- TASK TO CARRY OUT:
Could you return, exactly as written, only the lines from the one holding "of the dining" through the final line of the records below?

Referring expression data:
******
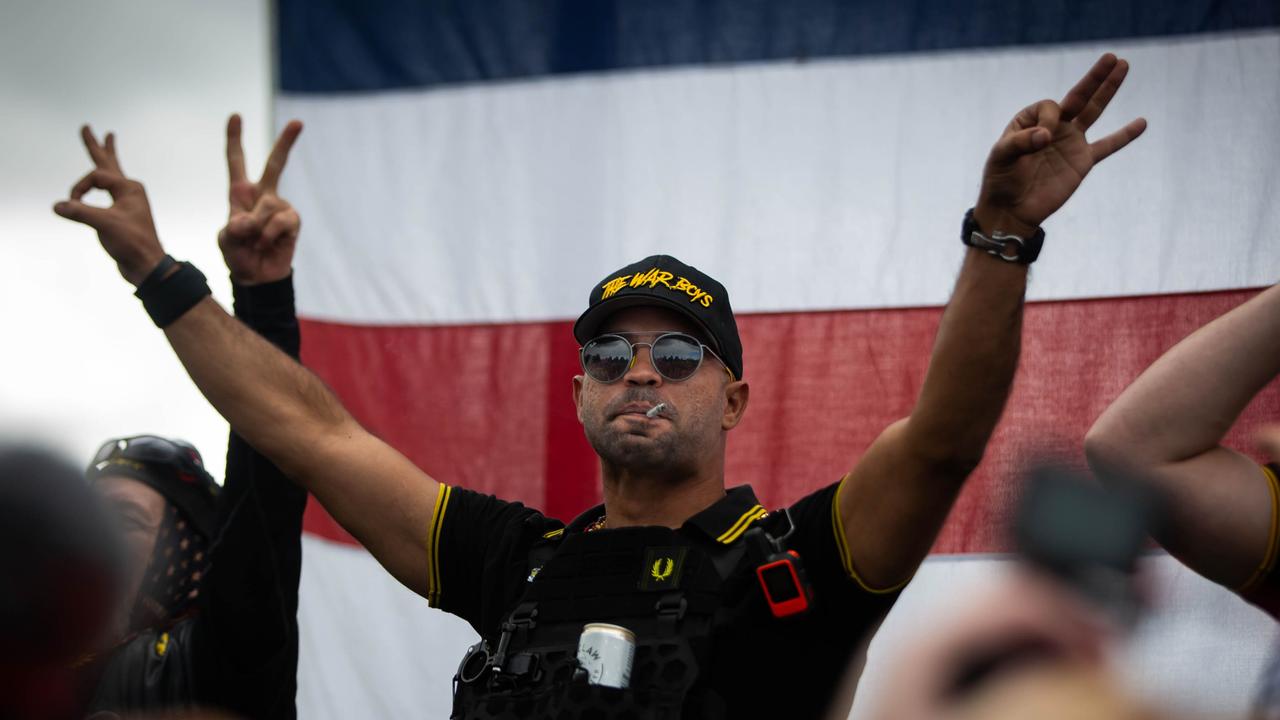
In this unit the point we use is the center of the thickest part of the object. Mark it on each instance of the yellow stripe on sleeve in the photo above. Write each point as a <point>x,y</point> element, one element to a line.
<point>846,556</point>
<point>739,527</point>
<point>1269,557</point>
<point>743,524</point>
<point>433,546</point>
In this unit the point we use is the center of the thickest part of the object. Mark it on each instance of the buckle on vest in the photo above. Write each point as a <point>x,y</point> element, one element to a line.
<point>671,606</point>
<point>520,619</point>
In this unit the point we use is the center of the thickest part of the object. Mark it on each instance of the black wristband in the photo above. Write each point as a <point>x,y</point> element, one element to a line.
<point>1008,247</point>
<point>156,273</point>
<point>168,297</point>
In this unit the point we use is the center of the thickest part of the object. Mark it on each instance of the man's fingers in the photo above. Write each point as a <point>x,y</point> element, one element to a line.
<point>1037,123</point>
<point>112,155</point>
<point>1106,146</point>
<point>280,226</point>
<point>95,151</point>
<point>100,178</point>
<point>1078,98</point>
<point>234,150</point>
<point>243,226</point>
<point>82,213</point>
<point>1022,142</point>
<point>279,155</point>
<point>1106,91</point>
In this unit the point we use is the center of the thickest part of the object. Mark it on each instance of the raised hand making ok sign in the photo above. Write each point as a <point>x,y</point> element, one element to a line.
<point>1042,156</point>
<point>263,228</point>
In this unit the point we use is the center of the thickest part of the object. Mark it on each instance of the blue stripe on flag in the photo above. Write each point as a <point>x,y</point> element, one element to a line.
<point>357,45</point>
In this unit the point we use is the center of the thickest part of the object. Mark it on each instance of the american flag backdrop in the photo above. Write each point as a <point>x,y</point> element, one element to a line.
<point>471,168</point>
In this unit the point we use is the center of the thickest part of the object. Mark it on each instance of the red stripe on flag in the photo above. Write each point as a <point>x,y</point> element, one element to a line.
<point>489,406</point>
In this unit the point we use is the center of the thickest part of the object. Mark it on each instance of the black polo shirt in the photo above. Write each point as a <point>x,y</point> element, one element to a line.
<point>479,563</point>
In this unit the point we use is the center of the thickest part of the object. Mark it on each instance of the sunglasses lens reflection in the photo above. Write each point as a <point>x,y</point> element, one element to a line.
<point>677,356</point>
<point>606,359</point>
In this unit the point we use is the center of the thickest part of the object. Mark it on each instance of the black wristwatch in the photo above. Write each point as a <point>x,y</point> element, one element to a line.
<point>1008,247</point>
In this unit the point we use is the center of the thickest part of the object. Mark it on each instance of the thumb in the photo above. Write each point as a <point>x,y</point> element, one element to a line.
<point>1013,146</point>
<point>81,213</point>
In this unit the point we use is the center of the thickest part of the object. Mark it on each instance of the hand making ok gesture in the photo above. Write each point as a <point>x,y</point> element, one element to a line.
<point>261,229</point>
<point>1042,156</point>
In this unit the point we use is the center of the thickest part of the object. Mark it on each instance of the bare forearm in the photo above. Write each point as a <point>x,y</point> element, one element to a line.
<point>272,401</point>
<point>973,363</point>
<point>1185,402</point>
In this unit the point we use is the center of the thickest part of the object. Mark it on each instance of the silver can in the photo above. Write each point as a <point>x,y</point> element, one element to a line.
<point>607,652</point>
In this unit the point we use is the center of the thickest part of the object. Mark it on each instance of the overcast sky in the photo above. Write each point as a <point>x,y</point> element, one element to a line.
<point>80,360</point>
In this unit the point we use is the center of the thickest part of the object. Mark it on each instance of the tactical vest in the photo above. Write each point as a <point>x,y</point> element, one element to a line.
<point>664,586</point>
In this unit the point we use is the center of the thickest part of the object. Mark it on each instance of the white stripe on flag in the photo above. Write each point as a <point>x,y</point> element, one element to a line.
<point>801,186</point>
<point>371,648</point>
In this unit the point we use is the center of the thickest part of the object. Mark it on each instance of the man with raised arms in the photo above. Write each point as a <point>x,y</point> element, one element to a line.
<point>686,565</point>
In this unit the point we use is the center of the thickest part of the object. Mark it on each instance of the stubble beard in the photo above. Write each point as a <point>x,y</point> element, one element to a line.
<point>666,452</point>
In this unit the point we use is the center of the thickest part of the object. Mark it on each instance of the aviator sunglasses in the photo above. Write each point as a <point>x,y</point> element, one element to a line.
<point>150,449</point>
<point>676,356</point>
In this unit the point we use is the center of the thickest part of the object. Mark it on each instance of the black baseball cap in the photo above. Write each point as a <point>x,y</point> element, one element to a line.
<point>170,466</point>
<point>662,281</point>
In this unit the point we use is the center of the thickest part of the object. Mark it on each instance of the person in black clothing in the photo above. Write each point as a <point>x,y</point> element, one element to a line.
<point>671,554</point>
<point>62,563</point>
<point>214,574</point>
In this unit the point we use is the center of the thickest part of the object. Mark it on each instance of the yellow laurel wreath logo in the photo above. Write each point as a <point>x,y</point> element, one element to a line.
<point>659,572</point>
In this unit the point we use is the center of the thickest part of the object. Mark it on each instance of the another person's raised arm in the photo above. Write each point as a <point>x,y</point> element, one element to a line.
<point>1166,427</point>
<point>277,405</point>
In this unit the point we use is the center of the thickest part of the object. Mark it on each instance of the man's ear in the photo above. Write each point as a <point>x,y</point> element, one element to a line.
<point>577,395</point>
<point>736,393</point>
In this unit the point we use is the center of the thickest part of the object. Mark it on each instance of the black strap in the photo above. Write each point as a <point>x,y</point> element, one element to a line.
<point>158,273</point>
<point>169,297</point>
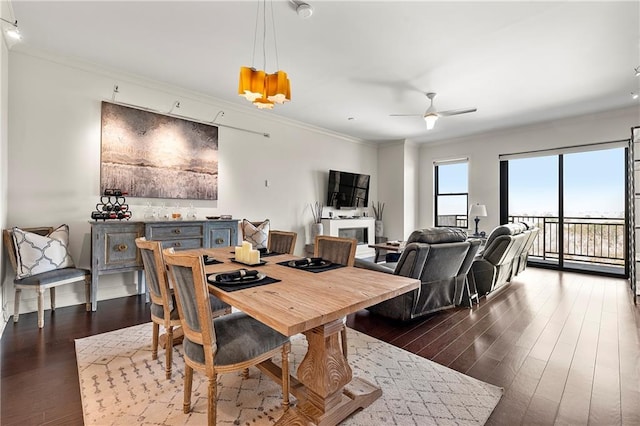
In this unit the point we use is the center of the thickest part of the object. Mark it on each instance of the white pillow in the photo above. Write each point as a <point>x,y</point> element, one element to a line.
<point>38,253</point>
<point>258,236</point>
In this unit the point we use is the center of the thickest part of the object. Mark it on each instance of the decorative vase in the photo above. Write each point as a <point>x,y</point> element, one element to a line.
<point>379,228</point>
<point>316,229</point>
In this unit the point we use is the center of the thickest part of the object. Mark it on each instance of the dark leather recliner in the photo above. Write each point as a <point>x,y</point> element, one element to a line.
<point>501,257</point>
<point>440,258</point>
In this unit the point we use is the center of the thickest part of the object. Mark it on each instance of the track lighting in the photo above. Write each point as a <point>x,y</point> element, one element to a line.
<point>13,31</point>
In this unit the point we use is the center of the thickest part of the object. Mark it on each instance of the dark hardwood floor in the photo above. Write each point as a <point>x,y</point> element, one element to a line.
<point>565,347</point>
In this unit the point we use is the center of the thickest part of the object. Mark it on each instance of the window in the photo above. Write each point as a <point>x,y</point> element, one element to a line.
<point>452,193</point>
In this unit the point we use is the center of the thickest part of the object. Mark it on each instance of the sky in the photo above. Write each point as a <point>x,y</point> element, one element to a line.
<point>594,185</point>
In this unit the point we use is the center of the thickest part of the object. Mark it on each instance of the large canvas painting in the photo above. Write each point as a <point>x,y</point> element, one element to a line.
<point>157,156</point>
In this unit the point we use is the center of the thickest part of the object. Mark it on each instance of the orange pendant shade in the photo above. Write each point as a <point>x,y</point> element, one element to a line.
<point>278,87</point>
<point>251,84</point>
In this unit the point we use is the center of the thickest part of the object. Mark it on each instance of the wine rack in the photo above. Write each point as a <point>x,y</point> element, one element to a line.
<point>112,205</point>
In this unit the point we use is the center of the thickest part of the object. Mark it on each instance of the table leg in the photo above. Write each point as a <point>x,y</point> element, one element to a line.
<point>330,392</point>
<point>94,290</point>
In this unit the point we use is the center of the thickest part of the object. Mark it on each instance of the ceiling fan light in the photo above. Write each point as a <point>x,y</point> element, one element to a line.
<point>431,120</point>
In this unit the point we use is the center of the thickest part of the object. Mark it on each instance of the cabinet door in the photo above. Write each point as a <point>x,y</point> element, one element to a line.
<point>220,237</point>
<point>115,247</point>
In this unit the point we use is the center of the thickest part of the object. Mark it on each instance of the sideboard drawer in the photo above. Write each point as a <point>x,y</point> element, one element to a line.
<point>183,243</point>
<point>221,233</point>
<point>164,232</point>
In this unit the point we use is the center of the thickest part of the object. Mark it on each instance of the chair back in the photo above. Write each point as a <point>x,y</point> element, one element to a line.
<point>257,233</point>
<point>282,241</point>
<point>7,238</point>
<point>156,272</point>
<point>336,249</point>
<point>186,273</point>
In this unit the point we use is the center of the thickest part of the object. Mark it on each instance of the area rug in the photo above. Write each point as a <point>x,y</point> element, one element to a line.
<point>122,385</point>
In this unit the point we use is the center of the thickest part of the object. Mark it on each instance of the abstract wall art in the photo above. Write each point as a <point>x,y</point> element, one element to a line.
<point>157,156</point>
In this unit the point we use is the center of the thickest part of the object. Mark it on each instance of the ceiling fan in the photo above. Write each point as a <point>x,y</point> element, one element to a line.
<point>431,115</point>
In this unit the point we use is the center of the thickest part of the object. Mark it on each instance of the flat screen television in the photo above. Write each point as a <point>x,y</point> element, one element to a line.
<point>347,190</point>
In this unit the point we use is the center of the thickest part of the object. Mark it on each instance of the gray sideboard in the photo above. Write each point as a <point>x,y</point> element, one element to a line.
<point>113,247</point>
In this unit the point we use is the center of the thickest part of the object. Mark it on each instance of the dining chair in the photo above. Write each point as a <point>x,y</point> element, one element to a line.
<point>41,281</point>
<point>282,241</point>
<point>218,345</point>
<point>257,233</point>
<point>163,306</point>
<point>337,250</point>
******
- OUTPUT OF THE EXERCISE:
In this unit the point we use is the center of the thickest part of the object. Mark it on each instance of the dining chair in the photo above. Write each point as a <point>x,y</point> element, one element to a line.
<point>41,281</point>
<point>282,241</point>
<point>218,345</point>
<point>257,233</point>
<point>163,306</point>
<point>337,250</point>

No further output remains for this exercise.